## BEGIN DATA IN THIS EXERCISE
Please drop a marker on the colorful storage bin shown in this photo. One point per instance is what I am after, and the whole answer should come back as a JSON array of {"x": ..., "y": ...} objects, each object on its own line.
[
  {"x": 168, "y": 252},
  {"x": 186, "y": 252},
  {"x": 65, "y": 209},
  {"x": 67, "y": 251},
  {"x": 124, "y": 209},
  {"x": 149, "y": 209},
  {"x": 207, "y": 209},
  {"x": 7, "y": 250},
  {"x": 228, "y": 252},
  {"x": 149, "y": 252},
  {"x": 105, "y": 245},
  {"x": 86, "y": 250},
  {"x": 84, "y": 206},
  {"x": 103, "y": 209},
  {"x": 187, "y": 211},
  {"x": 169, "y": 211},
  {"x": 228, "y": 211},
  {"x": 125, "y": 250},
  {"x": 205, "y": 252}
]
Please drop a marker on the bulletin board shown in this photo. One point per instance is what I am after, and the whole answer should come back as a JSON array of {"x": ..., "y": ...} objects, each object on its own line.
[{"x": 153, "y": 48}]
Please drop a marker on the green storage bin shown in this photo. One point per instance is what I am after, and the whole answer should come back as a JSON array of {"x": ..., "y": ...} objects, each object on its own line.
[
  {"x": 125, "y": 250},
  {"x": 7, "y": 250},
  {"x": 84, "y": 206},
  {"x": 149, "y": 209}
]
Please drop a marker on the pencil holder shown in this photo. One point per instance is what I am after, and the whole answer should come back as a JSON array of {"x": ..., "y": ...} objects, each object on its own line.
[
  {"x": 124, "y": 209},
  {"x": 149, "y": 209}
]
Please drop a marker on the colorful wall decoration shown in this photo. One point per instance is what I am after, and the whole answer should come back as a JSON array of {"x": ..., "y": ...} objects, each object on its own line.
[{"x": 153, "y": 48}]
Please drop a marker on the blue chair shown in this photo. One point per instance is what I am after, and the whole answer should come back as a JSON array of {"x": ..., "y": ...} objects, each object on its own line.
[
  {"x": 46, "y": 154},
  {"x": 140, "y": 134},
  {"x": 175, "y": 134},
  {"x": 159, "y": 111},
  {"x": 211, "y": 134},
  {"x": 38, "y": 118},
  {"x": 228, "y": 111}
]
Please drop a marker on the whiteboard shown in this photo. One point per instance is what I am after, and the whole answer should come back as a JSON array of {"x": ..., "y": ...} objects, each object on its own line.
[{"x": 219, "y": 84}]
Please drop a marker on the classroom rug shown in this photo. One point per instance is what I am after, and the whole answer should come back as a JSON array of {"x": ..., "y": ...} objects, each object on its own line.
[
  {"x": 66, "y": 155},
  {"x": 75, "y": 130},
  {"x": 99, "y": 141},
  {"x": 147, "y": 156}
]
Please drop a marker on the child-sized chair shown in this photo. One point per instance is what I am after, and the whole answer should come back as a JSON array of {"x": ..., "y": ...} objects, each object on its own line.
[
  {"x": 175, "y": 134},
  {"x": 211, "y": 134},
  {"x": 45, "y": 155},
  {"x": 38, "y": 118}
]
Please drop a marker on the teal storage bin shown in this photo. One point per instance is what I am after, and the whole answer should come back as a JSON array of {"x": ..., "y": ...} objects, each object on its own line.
## END DATA IN THIS EXERCISE
EXERCISE => Could you transcribe the records in full, exactly?

ANSWER TO THIS EXERCISE =>
Please drop a marker on the colorful storage bin shown in this photo. One point per instance is what I am after, and the whole answer should come back as a JSON array of {"x": ..., "y": ...} objects, each object on its own line.
[
  {"x": 168, "y": 252},
  {"x": 186, "y": 252},
  {"x": 65, "y": 209},
  {"x": 67, "y": 251},
  {"x": 124, "y": 209},
  {"x": 149, "y": 209},
  {"x": 207, "y": 209},
  {"x": 7, "y": 250},
  {"x": 228, "y": 252},
  {"x": 149, "y": 252},
  {"x": 105, "y": 245},
  {"x": 86, "y": 250},
  {"x": 84, "y": 206},
  {"x": 103, "y": 209},
  {"x": 187, "y": 211},
  {"x": 169, "y": 211},
  {"x": 228, "y": 211},
  {"x": 125, "y": 250},
  {"x": 205, "y": 252}
]
Please drop a marker on the bulletin board shown in this photo. One point per instance is what I am after, and the whole answer should come back as a JSON array of {"x": ..., "y": ...} objects, each object on its own line.
[{"x": 153, "y": 48}]
Please drop a marker on the green storage bin shown in this photo. One point per instance is what I am after, and the whole answer should come back as a JSON array of {"x": ..., "y": ...} objects, each object on its own line.
[
  {"x": 125, "y": 250},
  {"x": 7, "y": 250},
  {"x": 84, "y": 206},
  {"x": 149, "y": 209}
]
Please drop a marker on the pencil holder shown in this photo. One point per instance is what I am after, and the whole answer should come back as a JSON array of {"x": ..., "y": ...} objects, each object on its own line.
[
  {"x": 124, "y": 209},
  {"x": 149, "y": 209}
]
Please drop a marker on the colorful wall decoration shown in this photo. One point per instance is what I am after, and the whole answer should come back as a JSON array of {"x": ..., "y": ...} objects, each object on its own line.
[{"x": 153, "y": 48}]
Please drop a marker on the blue chair shown in this photo. One point per instance is what I am after, and the whole answer should come back as a JSON array of {"x": ..., "y": ...} objects, each object on its own line.
[
  {"x": 46, "y": 154},
  {"x": 140, "y": 134},
  {"x": 175, "y": 134},
  {"x": 159, "y": 111},
  {"x": 211, "y": 134},
  {"x": 38, "y": 118},
  {"x": 228, "y": 111}
]
Please drop a marker on the whiteboard shown in this photo. One point per instance is what I am after, and the whole answer should come back as a JSON array of {"x": ..., "y": ...} objects, each object on its own line.
[{"x": 219, "y": 84}]
Please drop a marker on the classroom rug shown in this photo. One point per instance is what I am after, and the whole answer should come back as a JSON array of {"x": ..., "y": ...} objects, each object on its own line.
[
  {"x": 66, "y": 155},
  {"x": 75, "y": 130},
  {"x": 99, "y": 141},
  {"x": 147, "y": 156}
]
Please drop a marker on the child-sized chair shown in this photo. One point per instance is what I am after, and the whole answer should come back as a JSON array of {"x": ..., "y": ...} objects, each object on its own line.
[
  {"x": 175, "y": 134},
  {"x": 211, "y": 134},
  {"x": 45, "y": 155},
  {"x": 38, "y": 118}
]
Please drop a marker on the teal storage bin shown in this photo. One point per instance is what I am after, and the whole answer should come back as a JSON array of {"x": ..., "y": ...} objects, each object on its own line.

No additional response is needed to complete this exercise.